**Brief**
Retype every record exactly as it appears.

**Provided data**
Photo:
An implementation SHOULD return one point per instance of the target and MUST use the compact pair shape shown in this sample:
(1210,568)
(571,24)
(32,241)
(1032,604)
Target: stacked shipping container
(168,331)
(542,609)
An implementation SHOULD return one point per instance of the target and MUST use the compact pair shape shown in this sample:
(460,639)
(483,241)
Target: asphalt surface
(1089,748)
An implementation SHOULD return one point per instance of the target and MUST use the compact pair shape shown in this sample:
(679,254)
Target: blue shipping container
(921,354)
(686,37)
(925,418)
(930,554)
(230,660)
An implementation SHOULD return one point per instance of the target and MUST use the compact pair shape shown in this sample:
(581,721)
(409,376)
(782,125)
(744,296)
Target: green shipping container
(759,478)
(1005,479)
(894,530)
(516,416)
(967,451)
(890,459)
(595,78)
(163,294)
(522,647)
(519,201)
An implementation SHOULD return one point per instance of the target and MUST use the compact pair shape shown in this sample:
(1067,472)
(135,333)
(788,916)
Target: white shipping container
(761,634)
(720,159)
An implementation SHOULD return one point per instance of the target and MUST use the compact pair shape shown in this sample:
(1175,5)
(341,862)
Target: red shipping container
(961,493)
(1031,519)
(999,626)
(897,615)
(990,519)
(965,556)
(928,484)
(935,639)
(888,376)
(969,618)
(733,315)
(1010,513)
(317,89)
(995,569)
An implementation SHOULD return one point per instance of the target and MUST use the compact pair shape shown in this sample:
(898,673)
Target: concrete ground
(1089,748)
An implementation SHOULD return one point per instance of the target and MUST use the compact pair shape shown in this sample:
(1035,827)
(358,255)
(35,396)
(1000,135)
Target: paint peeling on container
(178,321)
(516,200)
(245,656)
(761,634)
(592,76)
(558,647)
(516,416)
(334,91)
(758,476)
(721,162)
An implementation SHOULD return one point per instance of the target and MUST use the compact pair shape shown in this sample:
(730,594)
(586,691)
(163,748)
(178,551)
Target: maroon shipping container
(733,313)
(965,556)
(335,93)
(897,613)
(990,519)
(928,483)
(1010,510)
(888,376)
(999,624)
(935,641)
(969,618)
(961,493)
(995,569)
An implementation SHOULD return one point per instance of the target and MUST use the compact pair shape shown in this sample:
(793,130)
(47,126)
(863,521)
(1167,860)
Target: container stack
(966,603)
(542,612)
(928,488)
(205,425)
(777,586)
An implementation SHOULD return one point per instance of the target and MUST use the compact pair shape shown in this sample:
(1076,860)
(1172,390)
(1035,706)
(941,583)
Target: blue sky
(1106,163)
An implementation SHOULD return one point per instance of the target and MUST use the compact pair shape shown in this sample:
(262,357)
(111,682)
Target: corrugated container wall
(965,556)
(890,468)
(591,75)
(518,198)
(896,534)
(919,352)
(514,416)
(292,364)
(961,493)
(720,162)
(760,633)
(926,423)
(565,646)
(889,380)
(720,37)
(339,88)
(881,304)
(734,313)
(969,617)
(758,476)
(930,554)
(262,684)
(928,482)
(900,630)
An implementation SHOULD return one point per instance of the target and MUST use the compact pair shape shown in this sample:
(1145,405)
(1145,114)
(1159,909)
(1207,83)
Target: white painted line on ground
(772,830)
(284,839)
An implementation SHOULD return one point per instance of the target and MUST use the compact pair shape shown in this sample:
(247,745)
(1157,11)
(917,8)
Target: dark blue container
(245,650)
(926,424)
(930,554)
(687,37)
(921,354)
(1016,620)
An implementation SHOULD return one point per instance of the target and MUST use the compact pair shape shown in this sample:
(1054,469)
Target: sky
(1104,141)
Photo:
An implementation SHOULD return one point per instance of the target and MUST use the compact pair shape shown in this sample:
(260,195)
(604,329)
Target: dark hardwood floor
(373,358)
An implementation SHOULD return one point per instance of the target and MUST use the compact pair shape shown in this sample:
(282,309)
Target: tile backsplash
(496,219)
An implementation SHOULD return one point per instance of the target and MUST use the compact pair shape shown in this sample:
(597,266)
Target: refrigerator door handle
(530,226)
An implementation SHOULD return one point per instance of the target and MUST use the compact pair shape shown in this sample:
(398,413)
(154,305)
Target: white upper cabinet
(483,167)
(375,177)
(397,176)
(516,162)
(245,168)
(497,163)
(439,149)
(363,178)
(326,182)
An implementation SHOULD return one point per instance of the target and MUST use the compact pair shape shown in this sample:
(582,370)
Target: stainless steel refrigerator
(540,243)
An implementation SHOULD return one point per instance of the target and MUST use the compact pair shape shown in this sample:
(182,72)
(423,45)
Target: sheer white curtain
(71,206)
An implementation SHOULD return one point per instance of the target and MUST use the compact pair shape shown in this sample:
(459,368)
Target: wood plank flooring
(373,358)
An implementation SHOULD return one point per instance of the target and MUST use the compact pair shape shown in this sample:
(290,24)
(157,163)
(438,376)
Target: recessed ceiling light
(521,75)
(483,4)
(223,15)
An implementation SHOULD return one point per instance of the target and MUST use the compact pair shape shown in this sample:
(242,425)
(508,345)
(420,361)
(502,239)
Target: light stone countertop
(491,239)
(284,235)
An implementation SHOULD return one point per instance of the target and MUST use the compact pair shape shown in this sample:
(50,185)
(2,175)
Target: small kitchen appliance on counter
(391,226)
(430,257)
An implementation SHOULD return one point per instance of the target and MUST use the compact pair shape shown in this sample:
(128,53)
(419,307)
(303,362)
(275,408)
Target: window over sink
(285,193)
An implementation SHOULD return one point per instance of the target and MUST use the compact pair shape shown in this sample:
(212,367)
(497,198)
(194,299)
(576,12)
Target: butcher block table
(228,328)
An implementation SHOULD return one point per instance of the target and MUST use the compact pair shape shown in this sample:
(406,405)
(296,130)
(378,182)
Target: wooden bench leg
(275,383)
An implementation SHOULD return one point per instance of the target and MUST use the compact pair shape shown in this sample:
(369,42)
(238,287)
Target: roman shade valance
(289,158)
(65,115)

**Reply to the task**
Photo:
An implementation SHOULD return one point per instance of the target and MUST use the compact pair shape shown in this sample:
(1210,568)
(571,24)
(32,241)
(1032,604)
Target: stacked shipping container
(168,331)
(542,609)
An implementation SHOULD return one point per instance of the target and MUST use the compact pair shape shown in this sample:
(460,639)
(483,241)
Target: asphalt surface
(1089,748)
An implementation SHOULD return one point per instance of the target and MUST use the compact pair shape shown in this sample:
(679,254)
Target: blue shipping container
(921,354)
(686,37)
(925,418)
(930,554)
(230,660)
An implementation SHOULD return one point per instance of the target and MUST use the compact pair shape shown in this sample:
(581,721)
(409,376)
(782,125)
(744,296)
Target: green shipping container
(759,478)
(1005,479)
(894,530)
(516,416)
(967,451)
(890,459)
(595,78)
(163,294)
(522,647)
(519,201)
An implementation SHOULD return one point per instance of the target and MUST use the compact pair shape shown in this sample:
(1067,472)
(135,333)
(788,916)
Target: white shipping container
(761,634)
(720,159)
An implementation SHOULD return one point per instance of the target and MUST use the compact pair shape shown in this sample:
(1175,5)
(341,862)
Target: red shipping container
(961,493)
(1031,519)
(999,626)
(897,615)
(990,519)
(965,556)
(928,484)
(935,639)
(888,376)
(969,618)
(733,315)
(1010,513)
(317,89)
(995,569)
An implementation SHOULD return one point per instance of the target and MUST use the compact pair shape shown in this sample:
(898,673)
Target: concrete ground
(1089,748)
An implementation SHOULD return one point per instance of the target and MUST use the compact pair shape shown in this sample:
(1035,827)
(358,255)
(35,396)
(1000,135)
Target: paint peeling on container
(178,321)
(516,200)
(245,656)
(761,634)
(592,76)
(558,647)
(516,416)
(334,91)
(758,476)
(721,162)
An implementation SHOULD return one point per instance of the target and MUST use the compact pair shape shown in this sample:
(730,594)
(586,691)
(163,748)
(178,551)
Target: maroon shipping container
(733,313)
(965,556)
(335,93)
(897,613)
(990,519)
(928,483)
(1010,510)
(888,376)
(999,624)
(935,641)
(969,618)
(961,493)
(995,569)
An implementation SHOULD return one point per instance of the target and MUST use the compact pair shape shown in this sample:
(793,130)
(47,126)
(863,521)
(1167,860)
Target: container stack
(966,603)
(542,612)
(928,488)
(205,425)
(777,586)
An implementation SHOULD return one point per instance of the target and MUST use the compact pair shape shown in this sample:
(1076,860)
(1172,390)
(1035,706)
(941,583)
Target: blue sky
(1106,163)
An implementation SHOULD return one point per instance of the target and MUST use the compact pair shape shown in this sample:
(262,357)
(111,682)
Target: corrugated container wall
(965,556)
(890,468)
(591,75)
(518,198)
(896,534)
(919,352)
(514,416)
(292,364)
(961,493)
(720,162)
(760,633)
(926,423)
(565,646)
(889,380)
(720,37)
(339,88)
(881,304)
(734,313)
(969,617)
(758,476)
(930,554)
(262,684)
(928,482)
(900,630)
An implementation SHOULD return one point per instance of the target and MUST use the compact pair shape shown in this sample:
(1145,405)
(1145,114)
(1159,909)
(1207,83)
Target: white painted line on ground
(772,830)
(284,839)
An implementation SHOULD return one point per instance of the target and MUST use the compact pair shape shown in this sample:
(247,745)
(1157,11)
(917,8)
Target: dark blue container
(245,650)
(926,424)
(930,554)
(687,37)
(921,354)
(1016,620)
An implementation SHOULD return one point per instance of the target and MUST use the compact pair shape shown in this sample:
(1054,469)
Target: sky
(1104,141)
Photo:
An implementation SHOULD return one point per instance of the target and MUST use the compact pair shape shown in this sample:
(260,195)
(604,329)
Target: dark hardwood floor
(373,358)
An implementation SHOULD return one point per instance of the target and MUST use the compact pair shape shown in this sample:
(282,309)
Target: tile backsplash
(496,219)
An implementation SHOULD return one point per instance of the target and MUST use the compact pair shape shown in this sample:
(597,266)
Target: refrigerator door handle
(530,226)
An implementation SHOULD return one point per instance of the target and MUST use the compact pair shape shown in this sample:
(398,413)
(154,305)
Target: white upper cabinet
(483,167)
(375,177)
(397,176)
(516,162)
(245,168)
(497,163)
(439,149)
(363,178)
(326,182)
An implementation SHOULD return one point per instance of the target and MUST use the compact pair shape shown in this sample:
(582,370)
Target: stainless steel refrigerator
(540,243)
An implementation SHOULD return one point per instance of the target and MUST use the compact pair shape shown in this sample:
(182,72)
(423,45)
Target: sheer white curtain
(71,206)
An implementation SHOULD return one point per instance of the target and MUST use the compact pair shape shown in this sample:
(459,368)
Target: wood plank flooring
(373,358)
An implementation SHOULD return one point per instance of the target and MUST use the compact pair shape shown in this sample:
(290,24)
(157,163)
(438,376)
Target: recessed ceiling light
(521,75)
(483,4)
(223,15)
An implementation SHOULD return one point per instance of the target and MUST use the compact pair shape shown in this sample:
(242,425)
(508,345)
(420,361)
(502,239)
Target: light stone countertop
(491,239)
(284,235)
An implementation SHOULD return one point per instance of the target and MUST use the compact pair shape shown in this sample:
(50,185)
(2,175)
Target: small kitchen appliance on counter
(391,226)
(430,257)
An implementation SHOULD return one point per instance of the target and MUST use the compact pair shape shown in this sample:
(128,53)
(419,307)
(303,362)
(275,408)
Target: window over sink
(285,193)
An implementation SHOULD return one point per instance of the target and MUST use the compact pair shape shown in this sample:
(212,367)
(497,198)
(194,299)
(576,12)
Target: butcher block table
(228,328)
An implementation SHOULD return one point per instance of the target and MUST use the compact pair shape shown in this sample:
(406,405)
(296,130)
(378,182)
Target: wooden bench leg
(275,383)
An implementation SHOULD return one point per instance of the target and MUST use the compact pair shape shown in this sample:
(369,42)
(238,287)
Target: roman shade valance
(289,158)
(65,115)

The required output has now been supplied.